Segment Start: Text

I was re-reading my old blogs from Yahoo, and thought it would be a great idea to revise them and update some thoughts. This first one was written in February of 2008. I consider it still quite on the money since I still think that way. Maybe re-posting it will give new readers new insights, comments from old friends are always welcome. I find this post current because just about a week ago, my flickr photostream reached 2 million views. Not going to say it didn't make me feel a bit vain, sometimes you need a shot to boost your ego, especially when other things are not going good... Still have to admit taking pictures still holds a fascination on me. Don't know about that flash that makes me smile :-P I think the latest pic is a bit 'cheeky', but lets admit it, most hits come from viewers who enjoy such assets.
Lori and Nani reminded me yesterday that I have been online for quite some time. I have not been here since the beginning but I did manage to find a little cubicle here in 360 and it happened that some people decided my musings were decent enough to be followed I didn't mean it to be that way. I decided to blog because I felt the need to start writing. It made me feel good to blog and it felt therapeutic in a way. I did not feel the need to antagonize anybody, there were no insults going back and forth on the comments, I guess nobody wanted to take center stage and be the drama queen back then. It felt good that a few of the friends I IM'd with commented on them. But life online was never the same when a whole bunch of people I never met started reading those rantings. Having a following was not the first thing that I wanted or expected. My first Yahoo 360 page (for those who remember sultrylaura 2004) went over 250,000 hits the first year. KC mentioned I had arrived to superstardom. I didn't like it. Most of my time online was spent accepting or rejecting new friends, people who would never contact me again but I had the obligation to write once in a while. Was this my fifteen minutes of fame? I was sure of it. and it bothered me that I was neglecting what I liked to do, be myself and write a blog about what I wanted. This was the time when the URNA rankings were most popular and everyone was scrambling to get some votes. I got caught in that mad race. It made no sense going to people's pages I'd never seen before and ask shamelessly for a vote. After being #1 for a couple of weeks I had enough and stopped, eventually ending in 9th place that month ( I think it was September '05). Getting online had become an obsession, a very absurd one at that.

Segment End: Text
Segment Start: Information

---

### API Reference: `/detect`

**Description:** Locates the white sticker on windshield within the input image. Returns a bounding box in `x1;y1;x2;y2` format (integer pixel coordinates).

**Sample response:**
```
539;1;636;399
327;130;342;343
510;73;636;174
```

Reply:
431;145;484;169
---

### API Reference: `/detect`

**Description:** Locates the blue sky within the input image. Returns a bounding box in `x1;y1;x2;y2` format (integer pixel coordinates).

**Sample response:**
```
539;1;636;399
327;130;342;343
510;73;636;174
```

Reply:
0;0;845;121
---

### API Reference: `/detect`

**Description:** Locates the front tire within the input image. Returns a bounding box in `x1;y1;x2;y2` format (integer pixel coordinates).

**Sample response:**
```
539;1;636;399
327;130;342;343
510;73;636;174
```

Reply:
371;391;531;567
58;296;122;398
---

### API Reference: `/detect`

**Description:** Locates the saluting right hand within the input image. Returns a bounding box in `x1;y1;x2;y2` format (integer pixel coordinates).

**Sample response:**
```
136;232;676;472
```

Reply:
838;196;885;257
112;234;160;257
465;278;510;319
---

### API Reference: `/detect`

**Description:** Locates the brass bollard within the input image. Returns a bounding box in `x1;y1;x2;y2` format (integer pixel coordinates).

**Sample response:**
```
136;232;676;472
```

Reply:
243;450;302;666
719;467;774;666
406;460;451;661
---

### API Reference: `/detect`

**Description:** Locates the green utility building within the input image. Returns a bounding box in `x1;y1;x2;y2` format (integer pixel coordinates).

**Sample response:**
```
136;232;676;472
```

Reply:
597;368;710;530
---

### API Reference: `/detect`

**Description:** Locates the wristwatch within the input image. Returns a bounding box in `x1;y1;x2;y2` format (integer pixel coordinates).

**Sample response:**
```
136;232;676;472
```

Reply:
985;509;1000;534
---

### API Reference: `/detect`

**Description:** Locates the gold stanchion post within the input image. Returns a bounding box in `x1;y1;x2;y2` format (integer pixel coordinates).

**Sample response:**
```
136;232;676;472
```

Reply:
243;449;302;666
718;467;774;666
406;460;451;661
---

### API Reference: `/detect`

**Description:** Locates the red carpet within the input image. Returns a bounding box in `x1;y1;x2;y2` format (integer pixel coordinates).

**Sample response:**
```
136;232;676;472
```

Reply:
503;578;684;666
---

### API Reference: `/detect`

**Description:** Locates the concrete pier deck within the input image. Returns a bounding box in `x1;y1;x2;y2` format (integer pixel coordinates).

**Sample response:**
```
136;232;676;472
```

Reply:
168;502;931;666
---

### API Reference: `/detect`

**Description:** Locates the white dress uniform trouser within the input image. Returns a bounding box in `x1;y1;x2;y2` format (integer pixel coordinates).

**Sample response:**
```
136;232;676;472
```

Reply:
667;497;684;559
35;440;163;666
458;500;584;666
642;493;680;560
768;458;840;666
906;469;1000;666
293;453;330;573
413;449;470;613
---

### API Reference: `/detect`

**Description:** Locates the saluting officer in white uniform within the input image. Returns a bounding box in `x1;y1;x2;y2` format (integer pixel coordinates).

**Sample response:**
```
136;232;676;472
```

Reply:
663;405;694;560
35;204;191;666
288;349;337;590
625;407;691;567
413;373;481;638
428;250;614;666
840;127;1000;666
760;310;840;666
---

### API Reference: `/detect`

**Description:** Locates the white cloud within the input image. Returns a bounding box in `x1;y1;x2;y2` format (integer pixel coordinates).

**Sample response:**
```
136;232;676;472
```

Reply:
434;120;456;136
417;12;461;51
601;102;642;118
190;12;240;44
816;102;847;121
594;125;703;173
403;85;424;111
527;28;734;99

Segment End: Information

Required tasks:
1. In the blog post, how many hits did the writer's first Yahoo 360 page get in its first year?
2. Repeat the part of the blog post starting with "I was re-reading" and going on through "enjoy such assets.".
3. Carry on the blog post about blogging on Yahoo 360 from where it stops.

Task-by-task results:
1. Over 250,000 hits.

2.
I was re-reading my old blogs from Yahoo, and thought it would be a great idea to revise them and update some thoughts. This first one was written in February of 2008. I consider it still quite on the money since I still think that way. Maybe re-posting it will give new readers new insights, comments from old friends are always welcome. I find this post current because just about a week ago, my flickr photostream reached 2 million views. Not going to say it didn't make me feel a bit vain, sometimes you need a shot to boost your ego, especially when other things are not going good... Still have to admit taking pictures still holds a fascination on me. Don't know about that flash that makes me smile :-P I think the latest pic is a bit 'cheeky', but lets admit it, most hits come from viewers who enjoy such assets.

3.
It was actually one of my sons that slapped me with a reality check. He looked at my page views and my rankings and was impressed that I was so popular. I thought I would impress him with that, and he was. It was when he left after summer was over, that I realized something was terribly wrong. It was not the ratings and hits that should impress him. Those things were not me and did nothing to show my sons who I was. Spending time in front of the computer, wasting valuable kid time was something I could not get back.
Beauty and fame will not always be there. I kept repeating this over and over again as I backpedaled to my highschool years. I was never the popular kid. I did get calls at home from all my friends. But it was mostly because they wanted to compare homework answers. I never had a girlfriend in HS(yea I know, that's got nothing to do with popularity and a lot to do with my gender dysfunction) I felt it was a very childish behavior to be looking for acceptance and approval at the 'looks' level. If that was what I thought would make me popular, then I was regressing to an adolescent era where peer pressure ruled. I do compare winning the KTM Girl of the Year in 2005 as being the Queen of the Prom. It left me empty. I couldn't share that with my kids, nor that they cared that their favorite parent was winning awards for showing off legs and upskirt pics. I was not folowing the path I had chosen since my school years and I was not happy.
So I changed it. I created a new page with less friends. I stopped caring about URNA, I stopped sending pics to KTM. It all seems quite a long time ago, but it has only been 2 years. I am happy that I can go online and not worry about 20 or 30 invites. no rankings and no weird emails. My IM remains quiet unless I go out of stealth and it feels good that way. My new 360 page has less than 200,000 hits in almost 2 years...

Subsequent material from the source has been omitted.